Your objective: Gather every line in the dataset items below that contains the string "beach", and copy each one in full.

Dataset items
┌──
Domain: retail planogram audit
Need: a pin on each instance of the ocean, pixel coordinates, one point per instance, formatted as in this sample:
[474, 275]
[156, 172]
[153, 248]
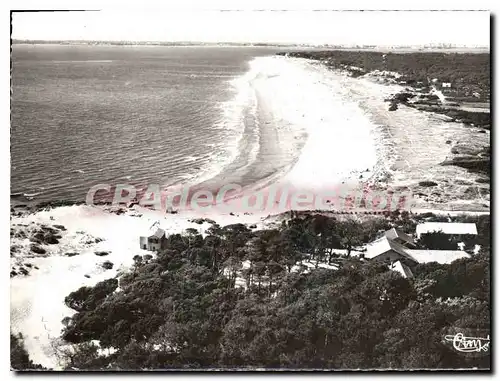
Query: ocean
[85, 115]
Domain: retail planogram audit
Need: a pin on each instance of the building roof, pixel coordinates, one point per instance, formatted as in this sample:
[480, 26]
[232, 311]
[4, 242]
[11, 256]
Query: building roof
[402, 269]
[153, 231]
[446, 228]
[439, 256]
[383, 245]
[395, 233]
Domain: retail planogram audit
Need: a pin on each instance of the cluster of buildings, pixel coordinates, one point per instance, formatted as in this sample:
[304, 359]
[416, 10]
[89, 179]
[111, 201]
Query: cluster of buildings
[400, 252]
[395, 248]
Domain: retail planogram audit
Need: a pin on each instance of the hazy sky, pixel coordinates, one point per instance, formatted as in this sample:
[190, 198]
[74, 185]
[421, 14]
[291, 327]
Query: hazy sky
[387, 28]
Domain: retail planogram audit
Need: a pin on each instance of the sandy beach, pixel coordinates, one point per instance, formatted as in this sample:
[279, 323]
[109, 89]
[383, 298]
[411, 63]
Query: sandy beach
[344, 134]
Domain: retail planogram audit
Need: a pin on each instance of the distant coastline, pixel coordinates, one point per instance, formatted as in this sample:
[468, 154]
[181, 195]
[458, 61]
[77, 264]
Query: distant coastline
[443, 47]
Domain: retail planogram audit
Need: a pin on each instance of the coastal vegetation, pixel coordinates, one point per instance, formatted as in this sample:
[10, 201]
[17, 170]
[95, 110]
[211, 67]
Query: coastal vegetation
[196, 305]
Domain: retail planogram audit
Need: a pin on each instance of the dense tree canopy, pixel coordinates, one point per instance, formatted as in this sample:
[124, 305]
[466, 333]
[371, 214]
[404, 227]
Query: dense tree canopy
[182, 309]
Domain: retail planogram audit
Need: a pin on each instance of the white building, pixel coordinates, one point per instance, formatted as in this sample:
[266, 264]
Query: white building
[153, 239]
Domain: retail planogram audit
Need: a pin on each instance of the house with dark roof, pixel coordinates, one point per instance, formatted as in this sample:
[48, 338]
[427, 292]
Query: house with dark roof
[154, 239]
[399, 252]
[386, 250]
[396, 235]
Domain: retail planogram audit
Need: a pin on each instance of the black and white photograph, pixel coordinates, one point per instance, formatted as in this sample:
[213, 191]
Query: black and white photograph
[250, 189]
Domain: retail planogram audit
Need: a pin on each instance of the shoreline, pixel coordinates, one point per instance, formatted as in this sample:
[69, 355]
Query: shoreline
[346, 119]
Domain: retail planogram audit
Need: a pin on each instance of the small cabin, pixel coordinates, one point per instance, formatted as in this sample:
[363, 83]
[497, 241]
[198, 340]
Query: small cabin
[456, 229]
[153, 240]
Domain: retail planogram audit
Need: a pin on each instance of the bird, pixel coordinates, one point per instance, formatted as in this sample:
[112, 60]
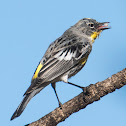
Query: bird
[64, 58]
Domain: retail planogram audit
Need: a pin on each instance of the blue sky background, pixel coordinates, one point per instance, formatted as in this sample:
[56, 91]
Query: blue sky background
[27, 27]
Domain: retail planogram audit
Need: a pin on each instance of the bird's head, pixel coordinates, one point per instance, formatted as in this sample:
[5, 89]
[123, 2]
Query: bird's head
[91, 27]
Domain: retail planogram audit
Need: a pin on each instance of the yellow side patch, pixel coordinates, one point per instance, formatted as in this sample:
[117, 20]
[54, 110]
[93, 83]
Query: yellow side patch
[37, 71]
[83, 61]
[94, 35]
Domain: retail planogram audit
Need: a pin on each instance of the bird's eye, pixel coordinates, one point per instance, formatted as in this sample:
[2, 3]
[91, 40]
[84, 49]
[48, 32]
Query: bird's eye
[91, 25]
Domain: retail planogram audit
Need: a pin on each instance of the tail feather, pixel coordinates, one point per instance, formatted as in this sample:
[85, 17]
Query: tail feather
[24, 103]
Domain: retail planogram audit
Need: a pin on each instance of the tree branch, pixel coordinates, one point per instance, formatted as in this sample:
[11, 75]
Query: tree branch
[95, 92]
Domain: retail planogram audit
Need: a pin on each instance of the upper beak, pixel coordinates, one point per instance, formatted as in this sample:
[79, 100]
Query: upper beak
[103, 26]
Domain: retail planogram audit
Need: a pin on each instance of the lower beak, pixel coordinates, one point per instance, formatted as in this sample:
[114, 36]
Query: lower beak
[103, 26]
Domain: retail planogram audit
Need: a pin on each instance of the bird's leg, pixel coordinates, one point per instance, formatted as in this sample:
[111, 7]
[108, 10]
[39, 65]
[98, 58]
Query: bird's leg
[83, 88]
[54, 87]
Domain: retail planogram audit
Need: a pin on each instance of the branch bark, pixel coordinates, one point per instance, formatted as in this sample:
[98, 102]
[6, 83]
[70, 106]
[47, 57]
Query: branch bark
[95, 92]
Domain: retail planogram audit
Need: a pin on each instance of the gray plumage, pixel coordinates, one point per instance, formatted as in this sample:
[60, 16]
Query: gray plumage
[65, 57]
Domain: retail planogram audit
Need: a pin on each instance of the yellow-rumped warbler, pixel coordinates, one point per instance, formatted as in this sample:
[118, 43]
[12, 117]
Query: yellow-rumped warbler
[65, 57]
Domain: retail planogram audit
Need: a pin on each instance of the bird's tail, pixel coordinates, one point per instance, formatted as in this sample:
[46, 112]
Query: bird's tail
[24, 103]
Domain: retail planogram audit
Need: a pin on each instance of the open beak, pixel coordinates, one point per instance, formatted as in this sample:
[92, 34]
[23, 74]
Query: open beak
[103, 26]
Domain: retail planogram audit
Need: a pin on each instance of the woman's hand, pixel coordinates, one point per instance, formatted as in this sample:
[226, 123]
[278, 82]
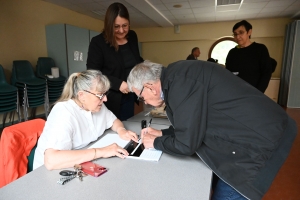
└──
Exercise response:
Need: a pin on each instance of the sandy beach, pixel coordinates, one point per instance, formatted as in this sample:
Query: sandy beach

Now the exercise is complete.